(Beginning of PROVIDED ENTRIES)

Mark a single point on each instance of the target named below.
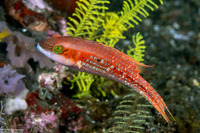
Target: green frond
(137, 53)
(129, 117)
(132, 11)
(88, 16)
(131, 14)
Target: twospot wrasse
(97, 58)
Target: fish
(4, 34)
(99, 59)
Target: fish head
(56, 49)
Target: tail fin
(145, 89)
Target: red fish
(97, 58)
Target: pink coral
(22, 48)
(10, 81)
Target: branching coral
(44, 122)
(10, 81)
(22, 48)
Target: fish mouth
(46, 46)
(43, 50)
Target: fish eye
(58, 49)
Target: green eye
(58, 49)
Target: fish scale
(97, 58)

(End of PROVIDED ENTRIES)
(Beginning of PROVIDED ENTRIES)

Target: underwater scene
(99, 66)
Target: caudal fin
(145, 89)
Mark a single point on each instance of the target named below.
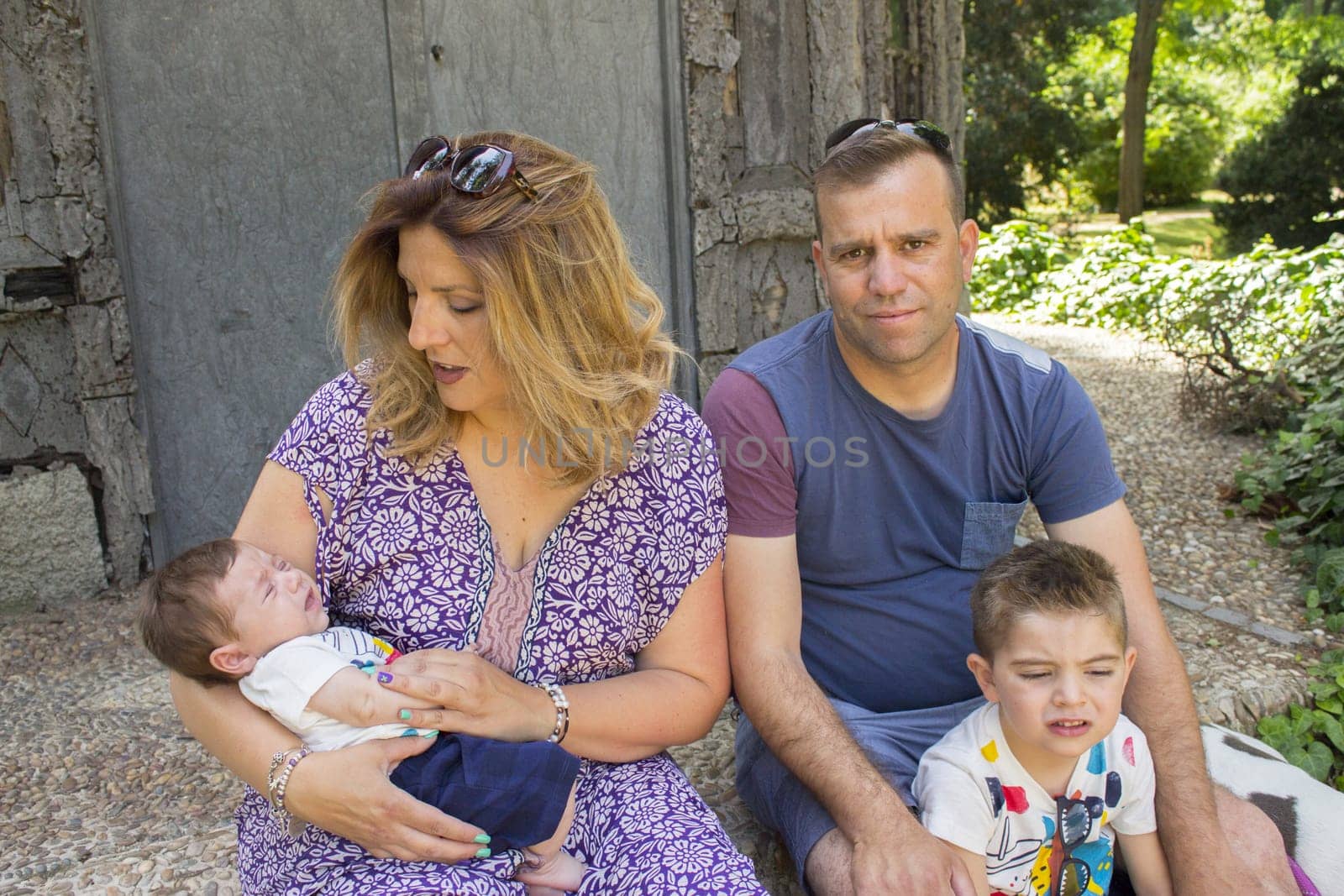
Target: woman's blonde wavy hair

(End of PROVIDED ENTRIES)
(Beginning of PROVIDED ENTRIES)

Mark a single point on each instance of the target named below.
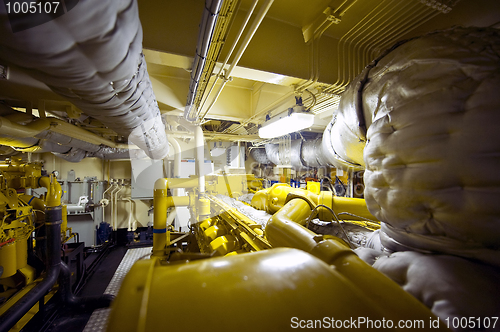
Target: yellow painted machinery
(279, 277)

(End of PROVIDED ENTRIES)

[EXERCISE] Look back at the data above, then output exactly the lines from the line holding "Target: caudal fin" up to and including the line holding "Target: woman's blonde wavy hair". Leave out the pictures.

[WRITTEN ANSWER]
Target: caudal fin
(145, 89)
Mark a single point on each instance of the target named below.
Target: woman's blonde wavy hair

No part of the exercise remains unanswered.